Part of a data file

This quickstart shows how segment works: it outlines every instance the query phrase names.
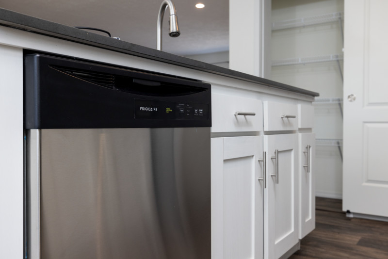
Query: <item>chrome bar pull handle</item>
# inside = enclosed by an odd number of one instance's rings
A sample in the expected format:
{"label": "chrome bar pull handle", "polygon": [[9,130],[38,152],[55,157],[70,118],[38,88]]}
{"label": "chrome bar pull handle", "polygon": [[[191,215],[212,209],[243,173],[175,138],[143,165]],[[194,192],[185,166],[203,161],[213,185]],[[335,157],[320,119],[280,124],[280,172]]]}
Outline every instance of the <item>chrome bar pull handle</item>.
{"label": "chrome bar pull handle", "polygon": [[285,114],[282,115],[282,119],[283,118],[296,118],[296,116],[295,115],[288,115]]}
{"label": "chrome bar pull handle", "polygon": [[243,116],[255,116],[256,113],[248,113],[246,112],[236,112],[234,115],[242,115]]}
{"label": "chrome bar pull handle", "polygon": [[304,167],[307,167],[307,172],[310,172],[310,148],[311,147],[311,146],[310,145],[307,145],[306,148],[307,148],[307,151],[304,151],[303,153],[305,154],[307,153],[307,164],[304,164]]}
{"label": "chrome bar pull handle", "polygon": [[258,178],[259,181],[264,182],[264,188],[267,188],[267,152],[263,152],[263,158],[258,160],[259,162],[263,162],[263,177]]}
{"label": "chrome bar pull handle", "polygon": [[279,184],[279,150],[275,150],[275,156],[271,157],[271,159],[275,160],[275,173],[271,174],[271,176],[275,177],[275,183]]}

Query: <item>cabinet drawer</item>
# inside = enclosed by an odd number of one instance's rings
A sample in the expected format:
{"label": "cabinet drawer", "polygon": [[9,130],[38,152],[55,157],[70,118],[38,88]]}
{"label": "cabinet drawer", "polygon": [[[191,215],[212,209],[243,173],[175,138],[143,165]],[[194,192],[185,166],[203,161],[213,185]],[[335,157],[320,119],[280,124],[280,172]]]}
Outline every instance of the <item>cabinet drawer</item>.
{"label": "cabinet drawer", "polygon": [[314,127],[314,107],[312,105],[298,104],[298,127],[306,129]]}
{"label": "cabinet drawer", "polygon": [[269,101],[265,101],[263,103],[265,131],[298,129],[296,105]]}
{"label": "cabinet drawer", "polygon": [[[236,113],[255,115],[236,115]],[[260,100],[211,94],[211,132],[259,131],[263,130]]]}

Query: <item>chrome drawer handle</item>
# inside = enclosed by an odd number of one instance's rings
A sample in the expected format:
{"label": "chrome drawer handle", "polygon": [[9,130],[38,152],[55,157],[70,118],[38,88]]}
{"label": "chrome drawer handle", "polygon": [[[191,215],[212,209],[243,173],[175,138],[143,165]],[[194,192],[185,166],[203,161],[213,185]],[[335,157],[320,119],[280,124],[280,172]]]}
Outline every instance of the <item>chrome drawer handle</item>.
{"label": "chrome drawer handle", "polygon": [[234,115],[242,115],[243,116],[255,116],[256,113],[246,113],[245,112],[236,112]]}
{"label": "chrome drawer handle", "polygon": [[310,145],[307,145],[306,148],[307,148],[307,151],[303,151],[303,153],[306,154],[307,153],[307,164],[304,164],[304,167],[307,167],[307,172],[310,172],[310,148],[311,147]]}
{"label": "chrome drawer handle", "polygon": [[275,150],[275,156],[271,157],[271,159],[275,160],[275,173],[271,174],[271,176],[275,177],[275,183],[279,184],[279,150]]}
{"label": "chrome drawer handle", "polygon": [[263,162],[263,177],[258,178],[259,181],[264,181],[264,188],[267,188],[267,152],[263,152],[263,158],[258,160],[259,162]]}
{"label": "chrome drawer handle", "polygon": [[283,114],[282,115],[282,118],[296,118],[296,116],[294,115]]}

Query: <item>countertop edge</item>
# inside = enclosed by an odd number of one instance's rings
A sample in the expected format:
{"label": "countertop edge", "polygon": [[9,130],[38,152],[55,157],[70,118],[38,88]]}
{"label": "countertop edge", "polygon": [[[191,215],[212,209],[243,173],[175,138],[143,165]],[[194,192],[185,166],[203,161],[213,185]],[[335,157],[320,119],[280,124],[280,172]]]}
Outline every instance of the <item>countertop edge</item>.
{"label": "countertop edge", "polygon": [[0,25],[313,97],[315,92],[0,8]]}

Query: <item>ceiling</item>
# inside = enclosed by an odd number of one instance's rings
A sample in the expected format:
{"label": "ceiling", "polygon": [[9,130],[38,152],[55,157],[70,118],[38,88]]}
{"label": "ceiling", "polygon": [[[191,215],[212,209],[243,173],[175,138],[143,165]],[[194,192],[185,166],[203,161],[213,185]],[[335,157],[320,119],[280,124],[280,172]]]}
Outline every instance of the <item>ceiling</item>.
{"label": "ceiling", "polygon": [[[229,49],[228,0],[173,0],[181,34],[168,36],[164,15],[162,50],[180,55]],[[156,48],[156,24],[162,0],[0,0],[0,7],[69,26],[108,31],[112,37]],[[205,7],[198,9],[201,2]]]}

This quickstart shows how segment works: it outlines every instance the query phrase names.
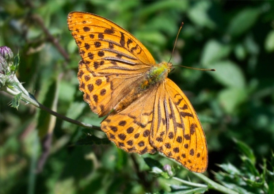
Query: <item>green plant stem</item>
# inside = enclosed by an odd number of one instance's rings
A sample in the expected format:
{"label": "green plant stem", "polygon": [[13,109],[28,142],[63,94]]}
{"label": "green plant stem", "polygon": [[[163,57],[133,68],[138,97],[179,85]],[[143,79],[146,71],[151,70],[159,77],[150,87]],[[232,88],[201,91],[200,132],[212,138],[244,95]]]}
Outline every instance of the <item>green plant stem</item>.
{"label": "green plant stem", "polygon": [[8,87],[2,87],[1,90],[7,92],[8,94],[9,94],[12,96],[16,96],[16,95],[20,94],[21,92],[22,92],[21,100],[26,102],[27,103],[32,104],[32,105],[34,105],[42,110],[44,110],[44,111],[48,112],[49,113],[50,113],[61,120],[65,120],[70,123],[77,124],[78,126],[82,126],[84,128],[87,128],[100,130],[100,128],[99,128],[99,127],[93,126],[90,124],[85,124],[85,123],[68,118],[68,117],[67,117],[64,115],[60,115],[60,114],[51,110],[48,107],[41,105],[40,103],[39,103],[39,102],[37,101],[37,100],[32,95],[31,95],[29,92],[27,92],[25,90],[25,89],[21,85],[21,84],[18,84],[18,88],[21,91],[19,91],[18,89],[16,89],[15,87],[9,88]]}
{"label": "green plant stem", "polygon": [[179,178],[175,177],[175,176],[173,176],[172,178],[174,179],[174,180],[177,180],[179,182],[182,182],[182,183],[184,183],[184,184],[186,184],[186,185],[193,186],[195,186],[195,187],[204,187],[204,188],[208,187],[208,186],[206,185],[206,184],[191,182],[186,181],[186,180],[180,179]]}
{"label": "green plant stem", "polygon": [[228,193],[228,194],[238,194],[238,192],[236,192],[230,189],[228,189],[220,184],[214,182],[213,180],[209,179],[208,177],[204,176],[202,174],[199,173],[193,173],[194,175],[199,178],[200,179],[203,180],[205,182],[208,183],[208,188],[212,189],[218,191],[220,191],[223,193]]}

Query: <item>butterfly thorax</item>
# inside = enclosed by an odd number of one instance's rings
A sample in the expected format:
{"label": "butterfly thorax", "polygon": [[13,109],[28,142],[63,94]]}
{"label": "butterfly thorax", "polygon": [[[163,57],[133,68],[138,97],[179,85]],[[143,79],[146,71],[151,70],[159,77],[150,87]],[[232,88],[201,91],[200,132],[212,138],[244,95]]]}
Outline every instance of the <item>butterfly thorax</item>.
{"label": "butterfly thorax", "polygon": [[164,80],[167,77],[171,66],[171,63],[164,61],[152,66],[146,74],[145,79],[140,87],[141,89],[146,89]]}
{"label": "butterfly thorax", "polygon": [[114,110],[116,112],[121,111],[145,92],[149,92],[149,89],[153,89],[152,87],[157,87],[167,77],[171,66],[172,64],[167,62],[151,66],[138,82],[132,83],[132,89],[129,93],[125,94],[125,97],[114,107]]}

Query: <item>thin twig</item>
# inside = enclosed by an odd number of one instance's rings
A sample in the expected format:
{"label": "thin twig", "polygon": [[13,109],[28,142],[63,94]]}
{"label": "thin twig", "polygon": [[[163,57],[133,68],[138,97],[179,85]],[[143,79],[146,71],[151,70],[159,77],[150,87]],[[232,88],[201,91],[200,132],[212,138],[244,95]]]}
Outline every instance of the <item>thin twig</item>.
{"label": "thin twig", "polygon": [[[8,88],[6,87],[2,87],[1,90],[7,92],[8,94],[10,94],[10,95],[14,96],[20,93],[19,92],[14,91],[12,89],[10,89],[10,88]],[[22,100],[24,100],[25,102],[27,102],[28,103],[32,104],[32,105],[34,105],[42,110],[46,111],[49,113],[50,113],[62,120],[65,120],[68,122],[70,122],[70,123],[72,123],[74,124],[77,124],[78,126],[82,126],[82,127],[84,127],[86,128],[101,130],[99,127],[94,126],[88,124],[85,124],[85,123],[79,122],[77,120],[75,120],[68,118],[64,115],[62,115],[61,114],[59,114],[59,113],[52,111],[51,109],[49,109],[48,107],[39,103],[39,102],[37,101],[37,100],[34,98],[34,96],[33,95],[30,94],[29,93],[27,93],[27,95],[26,95],[25,92],[23,93],[21,98],[22,98]]]}

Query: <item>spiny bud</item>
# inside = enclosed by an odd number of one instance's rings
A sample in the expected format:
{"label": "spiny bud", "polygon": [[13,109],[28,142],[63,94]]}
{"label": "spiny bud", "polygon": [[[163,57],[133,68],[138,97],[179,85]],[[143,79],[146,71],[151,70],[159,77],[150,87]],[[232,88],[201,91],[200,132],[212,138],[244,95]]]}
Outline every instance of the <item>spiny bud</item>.
{"label": "spiny bud", "polygon": [[6,46],[0,46],[0,55],[5,59],[8,62],[10,60],[13,60],[13,53],[12,50]]}

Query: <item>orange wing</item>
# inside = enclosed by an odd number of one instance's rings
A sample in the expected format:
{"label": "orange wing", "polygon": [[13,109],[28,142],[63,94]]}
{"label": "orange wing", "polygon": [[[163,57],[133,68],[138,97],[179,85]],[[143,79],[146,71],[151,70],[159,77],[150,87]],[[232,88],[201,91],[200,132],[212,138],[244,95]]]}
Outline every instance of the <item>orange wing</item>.
{"label": "orange wing", "polygon": [[188,99],[167,78],[157,92],[150,143],[189,170],[205,171],[208,166],[206,137]]}
{"label": "orange wing", "polygon": [[140,154],[156,151],[149,143],[156,92],[157,87],[152,87],[125,109],[112,112],[101,123],[102,130],[117,147]]}
{"label": "orange wing", "polygon": [[92,111],[103,116],[139,84],[155,60],[140,41],[108,19],[75,12],[67,23],[82,58],[79,89]]}
{"label": "orange wing", "polygon": [[190,102],[171,80],[151,88],[121,112],[112,113],[101,129],[128,152],[155,150],[190,171],[208,166],[206,137]]}

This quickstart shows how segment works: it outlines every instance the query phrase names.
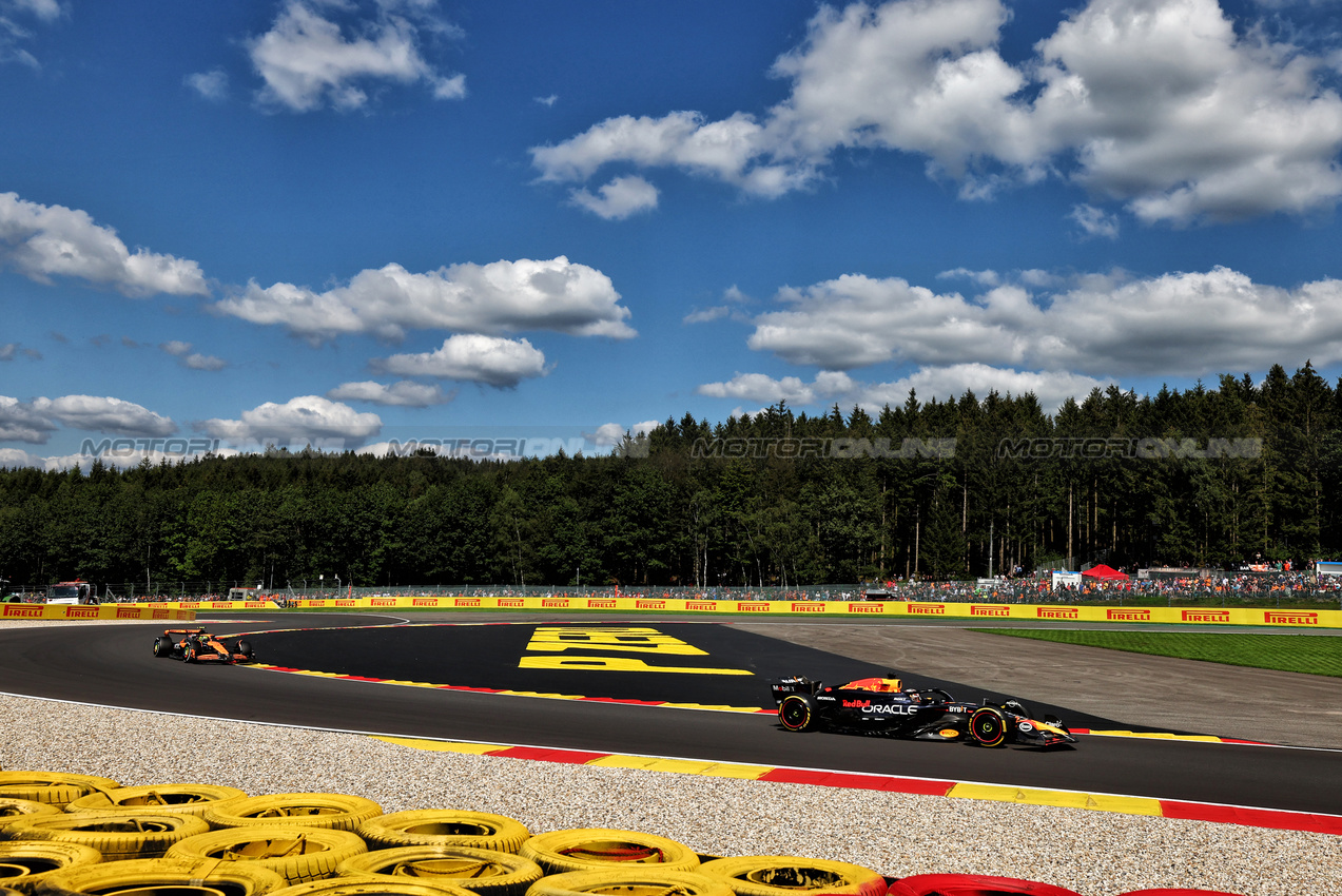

Task to carry out
Copy the listing from the line holding "Query: <item>orange wing</item>" through the end, both ends included, with "expected format" replaced by "required format" and everything else unchanged. Omit the pictures from your answer.

Exercise output
Query: <item>orange wing</item>
# inside = enclosed by an odd number of one instance's rings
A sample in the required format:
{"label": "orange wing", "polygon": [[13,109],[28,142],[63,94]]}
{"label": "orange wing", "polygon": [[[163,57],[133,68],[138,97],[179,85]],[[143,79],[146,71],[151,70],[159,77],[150,87]],[[232,88],[201,91],[200,132],[212,138],[244,95]]]}
Outline every instance of the <item>orange wing</item>.
{"label": "orange wing", "polygon": [[188,99],[167,78],[157,92],[150,143],[189,170],[205,171],[208,166],[206,137]]}
{"label": "orange wing", "polygon": [[140,154],[156,151],[149,143],[156,92],[157,87],[152,87],[125,109],[112,112],[101,123],[102,130],[117,147]]}
{"label": "orange wing", "polygon": [[92,111],[103,116],[139,84],[155,60],[140,41],[108,19],[75,12],[67,23],[82,58],[79,89]]}
{"label": "orange wing", "polygon": [[190,102],[171,80],[151,88],[121,112],[112,113],[101,129],[128,152],[155,150],[190,171],[208,166],[206,137]]}

This quickstart shows how segment works: it outlines every instance the query phrase names.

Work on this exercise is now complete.